**DESCRIPTION OF THE TASK**
The data must be returned exactly. No line may be left out.

(Records from a data source)
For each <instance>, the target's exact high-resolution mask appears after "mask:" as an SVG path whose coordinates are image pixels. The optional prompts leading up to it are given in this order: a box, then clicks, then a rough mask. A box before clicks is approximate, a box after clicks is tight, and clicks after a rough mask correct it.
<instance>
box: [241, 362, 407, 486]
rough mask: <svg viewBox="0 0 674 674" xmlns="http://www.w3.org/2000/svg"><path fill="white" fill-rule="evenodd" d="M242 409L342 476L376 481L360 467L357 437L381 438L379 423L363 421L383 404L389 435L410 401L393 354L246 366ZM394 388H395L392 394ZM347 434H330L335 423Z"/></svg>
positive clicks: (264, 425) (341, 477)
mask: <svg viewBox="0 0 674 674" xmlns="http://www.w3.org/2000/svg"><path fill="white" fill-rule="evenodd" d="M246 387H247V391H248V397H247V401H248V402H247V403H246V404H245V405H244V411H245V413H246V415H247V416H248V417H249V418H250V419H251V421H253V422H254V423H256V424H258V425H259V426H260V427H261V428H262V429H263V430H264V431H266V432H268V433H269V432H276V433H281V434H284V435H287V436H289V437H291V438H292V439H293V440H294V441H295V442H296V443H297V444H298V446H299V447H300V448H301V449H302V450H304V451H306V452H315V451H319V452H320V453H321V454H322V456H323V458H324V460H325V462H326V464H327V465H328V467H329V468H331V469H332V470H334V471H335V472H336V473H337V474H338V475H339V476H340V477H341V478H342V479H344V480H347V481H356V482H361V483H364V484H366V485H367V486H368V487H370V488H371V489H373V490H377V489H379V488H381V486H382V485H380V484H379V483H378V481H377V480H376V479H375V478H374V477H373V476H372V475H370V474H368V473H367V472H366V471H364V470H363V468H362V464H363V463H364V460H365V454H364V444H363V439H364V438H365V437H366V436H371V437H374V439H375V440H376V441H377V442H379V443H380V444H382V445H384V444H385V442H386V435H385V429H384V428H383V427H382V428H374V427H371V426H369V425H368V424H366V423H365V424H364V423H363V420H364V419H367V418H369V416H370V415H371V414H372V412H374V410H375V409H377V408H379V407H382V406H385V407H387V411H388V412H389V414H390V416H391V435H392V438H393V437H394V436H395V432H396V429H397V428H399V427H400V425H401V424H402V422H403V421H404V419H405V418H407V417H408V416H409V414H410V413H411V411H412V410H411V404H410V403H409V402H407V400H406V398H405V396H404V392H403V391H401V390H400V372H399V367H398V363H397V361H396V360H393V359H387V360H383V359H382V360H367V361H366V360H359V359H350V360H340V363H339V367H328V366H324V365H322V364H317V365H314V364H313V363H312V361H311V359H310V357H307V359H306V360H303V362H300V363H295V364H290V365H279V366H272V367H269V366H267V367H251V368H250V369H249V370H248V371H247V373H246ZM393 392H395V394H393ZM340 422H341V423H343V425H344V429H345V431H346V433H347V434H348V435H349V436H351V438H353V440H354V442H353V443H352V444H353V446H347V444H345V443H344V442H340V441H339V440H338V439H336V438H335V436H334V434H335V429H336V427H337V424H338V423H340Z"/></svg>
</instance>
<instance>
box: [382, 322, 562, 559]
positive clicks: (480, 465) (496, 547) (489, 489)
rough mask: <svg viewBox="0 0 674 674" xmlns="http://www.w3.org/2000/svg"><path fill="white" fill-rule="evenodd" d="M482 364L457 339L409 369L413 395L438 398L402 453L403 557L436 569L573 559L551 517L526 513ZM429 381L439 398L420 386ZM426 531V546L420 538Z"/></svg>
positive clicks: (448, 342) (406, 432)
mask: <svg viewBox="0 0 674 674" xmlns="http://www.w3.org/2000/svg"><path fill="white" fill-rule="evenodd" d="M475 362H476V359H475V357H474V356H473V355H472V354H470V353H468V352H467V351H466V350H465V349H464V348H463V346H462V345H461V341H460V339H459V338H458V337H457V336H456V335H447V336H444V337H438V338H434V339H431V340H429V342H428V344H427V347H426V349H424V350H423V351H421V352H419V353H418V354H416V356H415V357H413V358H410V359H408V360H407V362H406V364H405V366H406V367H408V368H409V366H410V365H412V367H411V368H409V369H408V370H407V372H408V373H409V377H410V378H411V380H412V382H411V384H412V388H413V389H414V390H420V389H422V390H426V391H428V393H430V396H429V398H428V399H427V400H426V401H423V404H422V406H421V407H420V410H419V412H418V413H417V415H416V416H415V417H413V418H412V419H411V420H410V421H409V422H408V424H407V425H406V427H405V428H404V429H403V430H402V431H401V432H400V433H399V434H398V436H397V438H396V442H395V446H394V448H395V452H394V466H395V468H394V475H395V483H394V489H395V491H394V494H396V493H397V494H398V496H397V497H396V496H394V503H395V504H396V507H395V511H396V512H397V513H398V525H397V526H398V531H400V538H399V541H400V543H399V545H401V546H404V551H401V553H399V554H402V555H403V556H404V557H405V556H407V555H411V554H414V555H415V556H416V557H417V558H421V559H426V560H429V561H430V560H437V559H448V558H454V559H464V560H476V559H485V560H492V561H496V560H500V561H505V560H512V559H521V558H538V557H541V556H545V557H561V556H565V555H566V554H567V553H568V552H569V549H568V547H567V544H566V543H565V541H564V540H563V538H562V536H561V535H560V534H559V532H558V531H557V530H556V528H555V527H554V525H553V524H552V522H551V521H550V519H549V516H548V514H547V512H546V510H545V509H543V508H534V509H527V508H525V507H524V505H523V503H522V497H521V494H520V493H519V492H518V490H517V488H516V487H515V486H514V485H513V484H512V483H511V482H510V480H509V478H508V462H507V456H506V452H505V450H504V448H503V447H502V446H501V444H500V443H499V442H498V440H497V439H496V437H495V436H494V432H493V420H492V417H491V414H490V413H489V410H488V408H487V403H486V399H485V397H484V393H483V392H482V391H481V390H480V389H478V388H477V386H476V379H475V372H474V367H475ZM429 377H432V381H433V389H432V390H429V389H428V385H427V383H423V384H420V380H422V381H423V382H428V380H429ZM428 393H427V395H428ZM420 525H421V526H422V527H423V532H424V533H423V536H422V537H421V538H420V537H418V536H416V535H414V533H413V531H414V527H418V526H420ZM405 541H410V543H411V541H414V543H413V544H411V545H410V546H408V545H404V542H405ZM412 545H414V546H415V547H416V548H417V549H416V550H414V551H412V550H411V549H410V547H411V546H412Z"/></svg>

**SOLUTION FOR THIS PROBLEM**
For each <instance>, the target's exact high-resolution mask appears after "mask:" as an SVG path whose coordinates are image pixels. The optional prompts leading up to it are given in this order: a box, then clicks, then a rough mask. A box before clicks is approximate, a box after clicks is tight, and clicks after a rough mask correct it.
<instance>
box: [241, 362, 407, 486]
rough mask: <svg viewBox="0 0 674 674" xmlns="http://www.w3.org/2000/svg"><path fill="white" fill-rule="evenodd" d="M242 409L342 476L376 481L360 467L357 437L381 438L379 423L363 421L383 404L389 435L410 401L393 354L246 366ZM394 388H395L392 394ZM347 434H330L335 423Z"/></svg>
positive clicks: (264, 425) (341, 477)
mask: <svg viewBox="0 0 674 674" xmlns="http://www.w3.org/2000/svg"><path fill="white" fill-rule="evenodd" d="M246 387H247V391H248V397H247V401H248V402H247V403H246V404H245V405H244V411H245V413H246V415H247V416H248V417H249V418H250V419H251V421H253V422H254V423H256V424H258V425H259V426H260V427H261V428H262V429H263V430H264V431H266V432H268V433H269V432H276V433H281V434H284V435H287V436H289V437H291V438H292V439H293V440H294V441H295V442H296V443H297V444H298V446H299V447H300V448H301V449H302V450H304V451H306V452H315V451H319V452H320V453H321V454H322V456H323V458H324V460H325V462H326V464H327V465H328V467H329V468H331V469H332V470H334V471H335V472H336V473H337V474H338V475H339V476H340V477H341V478H342V479H344V480H347V481H356V482H361V483H364V484H366V485H367V486H368V487H370V488H371V489H373V490H377V489H379V488H381V486H382V485H380V484H379V483H378V481H377V480H376V479H375V478H374V477H373V476H372V475H370V474H368V473H367V472H366V471H364V470H363V468H362V464H363V463H364V460H365V454H364V444H363V439H364V438H365V437H366V436H371V437H374V439H375V440H376V441H377V442H379V443H380V444H382V445H384V444H385V442H386V435H385V429H384V428H383V427H382V428H374V427H371V426H369V425H368V424H366V423H365V424H364V423H363V420H364V419H367V418H369V416H370V415H371V414H372V412H374V410H375V409H377V408H379V407H382V406H385V407H387V411H388V412H389V414H390V416H391V435H392V438H393V437H394V436H395V432H396V429H397V428H399V427H400V425H401V424H402V422H403V421H404V419H405V418H407V417H408V416H409V414H410V413H411V411H412V410H411V404H410V403H409V402H407V400H406V398H405V396H404V392H403V391H401V390H400V372H399V367H398V363H397V361H396V360H393V359H387V360H383V359H382V360H367V361H366V360H359V359H350V360H340V363H339V367H328V366H324V365H322V364H317V365H314V364H313V363H312V361H311V359H310V357H307V359H306V360H303V362H300V363H295V364H290V365H279V366H272V367H269V366H267V367H251V368H250V369H249V370H248V371H247V373H246ZM393 392H395V394H393ZM340 422H341V423H343V425H344V429H345V431H346V433H347V434H348V435H349V436H351V438H353V440H354V442H353V443H352V444H353V446H347V444H345V443H344V442H340V441H339V440H338V439H336V438H335V436H334V434H335V429H336V427H337V424H338V423H340Z"/></svg>
</instance>
<instance>
box: [382, 322, 562, 559]
positive clicks: (480, 465) (496, 547) (489, 489)
rough mask: <svg viewBox="0 0 674 674" xmlns="http://www.w3.org/2000/svg"><path fill="white" fill-rule="evenodd" d="M482 364L457 339L409 369L413 395L438 398L402 453L403 557L436 569L573 559L551 517L526 513ZM429 381L439 398L420 386ZM426 531V546L420 538Z"/></svg>
positive clicks: (448, 342) (406, 432)
mask: <svg viewBox="0 0 674 674" xmlns="http://www.w3.org/2000/svg"><path fill="white" fill-rule="evenodd" d="M475 362H476V359H475V357H474V356H473V355H472V354H470V353H468V352H467V351H466V350H465V349H464V348H463V346H462V345H461V341H460V339H459V338H458V337H457V336H456V335H447V336H444V337H438V338H434V339H431V340H429V342H428V344H427V347H426V349H424V350H423V351H421V352H419V353H418V354H416V356H415V357H413V358H410V359H408V360H407V362H406V364H405V366H406V367H408V368H409V366H410V365H412V367H411V368H409V369H408V370H407V372H408V373H409V377H410V378H411V380H412V382H411V384H412V388H413V389H414V390H420V389H422V390H426V391H428V393H430V396H429V398H428V399H427V400H426V401H423V404H422V406H421V407H420V410H419V412H418V413H417V415H416V416H415V417H413V418H412V419H411V420H410V421H409V422H408V424H407V425H406V427H405V428H404V429H403V430H402V431H401V432H400V433H399V434H398V436H397V438H396V442H395V446H394V448H395V452H394V466H395V468H394V475H395V483H394V489H395V491H394V494H396V493H397V494H398V496H397V497H396V496H394V503H395V504H396V507H395V511H396V512H397V513H398V525H397V526H398V531H400V538H399V541H400V543H399V545H401V546H404V551H401V553H399V554H402V555H403V556H404V557H405V556H407V555H411V554H414V555H415V556H416V557H417V558H421V559H426V560H429V561H430V560H437V559H448V558H454V559H464V560H476V559H485V560H492V561H496V560H500V561H505V560H512V559H521V558H538V557H541V556H545V557H561V556H565V555H566V554H567V553H568V552H569V549H568V547H567V544H566V543H565V541H564V540H563V538H562V536H561V535H560V534H559V532H558V531H557V530H556V528H555V527H554V525H553V524H552V522H551V521H550V519H549V516H548V514H547V512H546V510H545V509H543V508H534V509H527V508H525V507H524V505H523V503H522V497H521V494H520V493H519V492H518V490H517V488H516V487H515V486H514V485H513V484H512V483H511V482H510V480H509V478H508V462H507V456H506V452H505V450H504V448H503V447H502V446H501V444H500V443H499V442H498V440H497V439H496V437H495V436H494V432H493V420H492V417H491V414H490V413H489V410H488V408H487V403H486V399H485V397H484V393H483V392H482V391H481V390H480V389H478V388H477V386H476V379H475V372H474V367H475ZM429 377H432V381H433V389H432V390H429V389H428V385H427V383H423V384H420V380H422V381H423V382H428V380H429ZM428 393H427V395H428ZM420 525H421V526H422V527H423V532H424V533H423V536H422V537H421V538H420V537H418V536H416V535H414V533H413V531H414V527H418V526H420ZM405 541H410V543H411V541H414V543H413V544H411V545H410V546H408V545H404V542H405ZM412 545H414V546H415V547H416V548H417V549H416V550H414V551H412V550H411V549H410V547H411V546H412Z"/></svg>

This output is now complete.